- [Your instructions]: Please find every line of the listing below where "construction" occurs and copy it.

- [Dataset entries]:
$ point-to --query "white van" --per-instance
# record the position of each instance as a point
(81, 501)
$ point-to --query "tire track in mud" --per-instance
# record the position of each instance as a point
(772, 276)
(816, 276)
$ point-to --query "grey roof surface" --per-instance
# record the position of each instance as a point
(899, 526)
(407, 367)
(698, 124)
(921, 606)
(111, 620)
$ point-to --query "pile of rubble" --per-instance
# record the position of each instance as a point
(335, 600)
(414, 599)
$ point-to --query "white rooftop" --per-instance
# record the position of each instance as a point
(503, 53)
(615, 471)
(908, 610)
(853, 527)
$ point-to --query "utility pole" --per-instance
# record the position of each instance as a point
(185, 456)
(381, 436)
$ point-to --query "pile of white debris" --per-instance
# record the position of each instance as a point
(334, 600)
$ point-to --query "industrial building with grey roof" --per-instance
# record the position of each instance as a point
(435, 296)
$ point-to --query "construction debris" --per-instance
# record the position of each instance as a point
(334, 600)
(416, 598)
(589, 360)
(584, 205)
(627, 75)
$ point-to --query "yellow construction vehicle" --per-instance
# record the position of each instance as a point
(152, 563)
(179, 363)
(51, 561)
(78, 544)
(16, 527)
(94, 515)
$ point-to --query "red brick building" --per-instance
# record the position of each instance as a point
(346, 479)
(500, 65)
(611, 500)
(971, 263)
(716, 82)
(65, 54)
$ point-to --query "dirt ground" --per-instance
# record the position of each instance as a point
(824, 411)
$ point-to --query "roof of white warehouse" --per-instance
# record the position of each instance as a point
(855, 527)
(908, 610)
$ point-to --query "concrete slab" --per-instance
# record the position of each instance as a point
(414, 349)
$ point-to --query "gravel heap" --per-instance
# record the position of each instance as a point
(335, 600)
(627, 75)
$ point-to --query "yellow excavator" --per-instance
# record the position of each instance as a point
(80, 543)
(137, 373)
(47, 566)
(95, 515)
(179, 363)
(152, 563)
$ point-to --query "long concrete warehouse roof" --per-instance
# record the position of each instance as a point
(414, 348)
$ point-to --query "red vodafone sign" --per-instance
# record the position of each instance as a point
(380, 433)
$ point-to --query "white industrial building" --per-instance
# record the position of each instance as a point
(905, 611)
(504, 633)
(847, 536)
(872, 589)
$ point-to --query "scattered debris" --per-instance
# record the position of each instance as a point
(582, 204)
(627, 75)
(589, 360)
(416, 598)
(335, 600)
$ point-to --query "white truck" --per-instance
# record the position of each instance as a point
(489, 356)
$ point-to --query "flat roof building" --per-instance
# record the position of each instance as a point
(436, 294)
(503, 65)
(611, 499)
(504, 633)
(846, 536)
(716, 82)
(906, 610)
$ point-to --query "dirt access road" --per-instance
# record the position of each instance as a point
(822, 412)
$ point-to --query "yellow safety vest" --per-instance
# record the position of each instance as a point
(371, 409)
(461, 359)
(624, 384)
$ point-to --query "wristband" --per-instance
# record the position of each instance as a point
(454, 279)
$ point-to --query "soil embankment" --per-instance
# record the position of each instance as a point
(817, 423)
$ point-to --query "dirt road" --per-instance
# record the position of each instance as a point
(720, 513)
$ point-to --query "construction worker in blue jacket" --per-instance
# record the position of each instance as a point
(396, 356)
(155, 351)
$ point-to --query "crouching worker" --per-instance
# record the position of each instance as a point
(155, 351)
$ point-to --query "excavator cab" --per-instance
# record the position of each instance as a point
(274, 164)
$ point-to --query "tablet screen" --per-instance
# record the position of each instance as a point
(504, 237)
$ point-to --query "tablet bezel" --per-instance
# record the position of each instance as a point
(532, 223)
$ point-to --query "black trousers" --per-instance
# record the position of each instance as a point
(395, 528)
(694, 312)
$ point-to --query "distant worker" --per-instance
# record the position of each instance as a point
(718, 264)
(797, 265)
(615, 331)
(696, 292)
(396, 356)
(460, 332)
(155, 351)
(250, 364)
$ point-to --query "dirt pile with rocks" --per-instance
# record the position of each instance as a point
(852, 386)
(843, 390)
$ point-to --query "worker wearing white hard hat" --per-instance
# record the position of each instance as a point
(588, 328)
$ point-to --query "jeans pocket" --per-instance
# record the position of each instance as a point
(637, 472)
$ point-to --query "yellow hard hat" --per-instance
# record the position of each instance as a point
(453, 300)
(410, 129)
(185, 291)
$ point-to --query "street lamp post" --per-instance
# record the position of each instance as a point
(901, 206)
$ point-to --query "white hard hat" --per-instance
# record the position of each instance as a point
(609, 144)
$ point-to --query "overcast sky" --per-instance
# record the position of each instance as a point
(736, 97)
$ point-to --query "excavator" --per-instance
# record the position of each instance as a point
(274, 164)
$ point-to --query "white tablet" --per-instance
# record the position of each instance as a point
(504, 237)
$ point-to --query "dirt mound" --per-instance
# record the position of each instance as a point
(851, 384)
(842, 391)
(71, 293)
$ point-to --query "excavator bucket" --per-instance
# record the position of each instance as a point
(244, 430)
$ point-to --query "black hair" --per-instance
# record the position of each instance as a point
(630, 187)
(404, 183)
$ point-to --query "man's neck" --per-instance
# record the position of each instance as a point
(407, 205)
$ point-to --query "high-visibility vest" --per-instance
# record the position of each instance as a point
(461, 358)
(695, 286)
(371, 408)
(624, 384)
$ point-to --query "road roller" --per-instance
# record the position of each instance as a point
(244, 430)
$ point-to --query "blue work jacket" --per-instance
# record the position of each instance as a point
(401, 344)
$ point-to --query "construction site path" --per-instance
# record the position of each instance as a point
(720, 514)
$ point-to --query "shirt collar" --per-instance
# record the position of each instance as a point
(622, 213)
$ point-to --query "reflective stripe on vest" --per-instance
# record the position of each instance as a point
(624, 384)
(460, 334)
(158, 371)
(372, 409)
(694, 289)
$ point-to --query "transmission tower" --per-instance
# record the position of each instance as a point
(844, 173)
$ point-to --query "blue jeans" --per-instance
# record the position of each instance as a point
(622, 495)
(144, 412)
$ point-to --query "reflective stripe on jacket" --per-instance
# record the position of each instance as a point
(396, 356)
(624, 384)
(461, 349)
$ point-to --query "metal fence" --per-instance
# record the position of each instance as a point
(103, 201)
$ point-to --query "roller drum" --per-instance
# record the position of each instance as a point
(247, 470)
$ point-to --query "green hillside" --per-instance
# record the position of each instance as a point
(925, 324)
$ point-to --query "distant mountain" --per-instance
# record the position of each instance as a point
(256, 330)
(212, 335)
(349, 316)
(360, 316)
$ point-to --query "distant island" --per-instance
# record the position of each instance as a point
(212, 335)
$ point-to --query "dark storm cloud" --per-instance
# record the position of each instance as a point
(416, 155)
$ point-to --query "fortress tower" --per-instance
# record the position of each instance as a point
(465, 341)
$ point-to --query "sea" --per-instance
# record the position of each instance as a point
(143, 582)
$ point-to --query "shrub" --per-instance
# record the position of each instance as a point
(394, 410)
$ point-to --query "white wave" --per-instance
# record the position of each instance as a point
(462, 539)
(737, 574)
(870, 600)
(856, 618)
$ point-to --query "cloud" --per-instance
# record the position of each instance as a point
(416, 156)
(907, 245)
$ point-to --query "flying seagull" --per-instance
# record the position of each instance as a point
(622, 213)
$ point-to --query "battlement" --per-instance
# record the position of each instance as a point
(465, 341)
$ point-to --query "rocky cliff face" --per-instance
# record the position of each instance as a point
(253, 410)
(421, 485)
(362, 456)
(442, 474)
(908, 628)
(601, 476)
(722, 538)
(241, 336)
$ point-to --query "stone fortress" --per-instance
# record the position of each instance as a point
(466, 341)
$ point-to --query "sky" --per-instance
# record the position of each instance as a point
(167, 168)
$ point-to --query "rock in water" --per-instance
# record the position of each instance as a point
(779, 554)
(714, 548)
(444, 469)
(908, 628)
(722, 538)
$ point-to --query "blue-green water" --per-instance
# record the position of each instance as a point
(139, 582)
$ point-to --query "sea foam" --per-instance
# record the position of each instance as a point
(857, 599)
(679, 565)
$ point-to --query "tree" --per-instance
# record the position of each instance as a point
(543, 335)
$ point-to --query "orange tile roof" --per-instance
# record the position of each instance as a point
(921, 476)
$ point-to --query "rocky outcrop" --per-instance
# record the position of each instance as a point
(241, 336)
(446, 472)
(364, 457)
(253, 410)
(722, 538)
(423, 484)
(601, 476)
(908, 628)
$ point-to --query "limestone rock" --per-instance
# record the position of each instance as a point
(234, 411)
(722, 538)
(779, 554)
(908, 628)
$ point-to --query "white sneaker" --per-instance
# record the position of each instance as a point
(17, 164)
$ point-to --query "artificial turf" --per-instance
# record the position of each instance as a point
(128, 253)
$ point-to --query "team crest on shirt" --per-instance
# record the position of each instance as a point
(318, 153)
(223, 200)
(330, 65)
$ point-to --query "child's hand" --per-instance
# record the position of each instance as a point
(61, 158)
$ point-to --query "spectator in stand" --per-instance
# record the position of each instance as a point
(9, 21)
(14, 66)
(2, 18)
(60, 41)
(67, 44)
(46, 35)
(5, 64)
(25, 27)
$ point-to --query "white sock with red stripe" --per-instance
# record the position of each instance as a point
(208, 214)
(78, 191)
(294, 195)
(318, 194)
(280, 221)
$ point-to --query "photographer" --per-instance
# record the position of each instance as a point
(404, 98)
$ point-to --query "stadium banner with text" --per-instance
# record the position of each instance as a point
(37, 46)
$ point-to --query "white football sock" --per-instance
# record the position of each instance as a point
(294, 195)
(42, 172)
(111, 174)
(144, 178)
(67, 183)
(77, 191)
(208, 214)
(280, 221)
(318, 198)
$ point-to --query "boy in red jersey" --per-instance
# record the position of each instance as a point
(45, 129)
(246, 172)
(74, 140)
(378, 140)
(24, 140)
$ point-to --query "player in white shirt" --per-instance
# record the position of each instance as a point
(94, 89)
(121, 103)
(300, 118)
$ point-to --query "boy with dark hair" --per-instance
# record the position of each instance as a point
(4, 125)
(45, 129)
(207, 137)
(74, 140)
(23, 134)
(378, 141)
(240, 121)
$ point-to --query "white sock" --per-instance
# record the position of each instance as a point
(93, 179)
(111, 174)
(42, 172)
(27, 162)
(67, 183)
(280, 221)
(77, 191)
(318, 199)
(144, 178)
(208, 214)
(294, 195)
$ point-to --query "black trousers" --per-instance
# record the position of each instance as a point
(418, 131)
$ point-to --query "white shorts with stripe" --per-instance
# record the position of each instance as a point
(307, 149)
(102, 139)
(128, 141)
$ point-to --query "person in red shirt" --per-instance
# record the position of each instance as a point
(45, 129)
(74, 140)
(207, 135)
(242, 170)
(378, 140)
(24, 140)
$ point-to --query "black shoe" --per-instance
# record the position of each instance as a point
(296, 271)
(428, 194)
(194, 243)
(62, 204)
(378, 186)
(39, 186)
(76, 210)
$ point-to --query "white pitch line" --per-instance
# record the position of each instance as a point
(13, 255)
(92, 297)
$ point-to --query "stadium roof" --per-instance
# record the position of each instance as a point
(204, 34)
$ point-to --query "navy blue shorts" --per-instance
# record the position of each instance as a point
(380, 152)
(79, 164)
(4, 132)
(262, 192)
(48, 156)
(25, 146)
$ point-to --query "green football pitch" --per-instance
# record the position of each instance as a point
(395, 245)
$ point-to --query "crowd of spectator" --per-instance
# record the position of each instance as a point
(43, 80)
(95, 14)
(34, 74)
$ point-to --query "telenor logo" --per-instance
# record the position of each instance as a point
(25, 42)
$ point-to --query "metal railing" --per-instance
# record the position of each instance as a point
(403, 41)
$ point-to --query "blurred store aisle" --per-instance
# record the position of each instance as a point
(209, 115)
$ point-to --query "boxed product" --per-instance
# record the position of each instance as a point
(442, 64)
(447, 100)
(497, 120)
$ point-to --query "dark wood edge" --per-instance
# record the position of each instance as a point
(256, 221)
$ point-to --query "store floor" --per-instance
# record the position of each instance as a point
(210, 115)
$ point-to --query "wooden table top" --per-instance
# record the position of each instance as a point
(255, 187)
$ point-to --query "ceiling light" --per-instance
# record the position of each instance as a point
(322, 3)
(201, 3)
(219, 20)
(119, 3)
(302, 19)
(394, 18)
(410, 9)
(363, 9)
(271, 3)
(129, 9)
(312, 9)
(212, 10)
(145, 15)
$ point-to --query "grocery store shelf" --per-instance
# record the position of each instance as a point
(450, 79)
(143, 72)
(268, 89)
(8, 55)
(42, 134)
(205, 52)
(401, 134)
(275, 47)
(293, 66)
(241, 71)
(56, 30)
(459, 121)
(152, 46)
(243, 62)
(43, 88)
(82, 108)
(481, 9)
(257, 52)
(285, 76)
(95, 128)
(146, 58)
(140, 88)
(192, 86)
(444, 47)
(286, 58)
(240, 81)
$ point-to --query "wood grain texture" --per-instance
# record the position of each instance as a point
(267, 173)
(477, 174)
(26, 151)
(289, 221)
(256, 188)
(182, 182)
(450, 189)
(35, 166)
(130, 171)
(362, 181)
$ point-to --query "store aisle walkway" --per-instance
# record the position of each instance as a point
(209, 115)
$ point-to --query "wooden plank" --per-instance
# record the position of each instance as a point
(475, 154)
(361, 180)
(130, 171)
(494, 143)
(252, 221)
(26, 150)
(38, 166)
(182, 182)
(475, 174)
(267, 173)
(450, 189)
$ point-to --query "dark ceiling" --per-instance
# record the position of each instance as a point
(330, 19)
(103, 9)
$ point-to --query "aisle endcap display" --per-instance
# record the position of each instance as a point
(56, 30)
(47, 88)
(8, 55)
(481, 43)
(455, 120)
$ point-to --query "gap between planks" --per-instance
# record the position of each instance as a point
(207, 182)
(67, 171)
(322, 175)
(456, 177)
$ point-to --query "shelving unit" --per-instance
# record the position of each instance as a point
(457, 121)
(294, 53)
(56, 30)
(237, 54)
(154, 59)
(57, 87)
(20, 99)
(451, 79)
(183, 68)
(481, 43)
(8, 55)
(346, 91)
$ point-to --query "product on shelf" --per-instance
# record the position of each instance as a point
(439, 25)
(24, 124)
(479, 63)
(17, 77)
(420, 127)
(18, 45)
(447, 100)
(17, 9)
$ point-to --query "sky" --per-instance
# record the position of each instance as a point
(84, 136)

- [Response]:
$ point-to --query "construction debris" --per-instance
$ point-to --query "yellow construction vehicle" --per-instance
$ point-to --query "construction worker in blue jacket" --per-instance
$ point-to --query "construction site path" --per-instance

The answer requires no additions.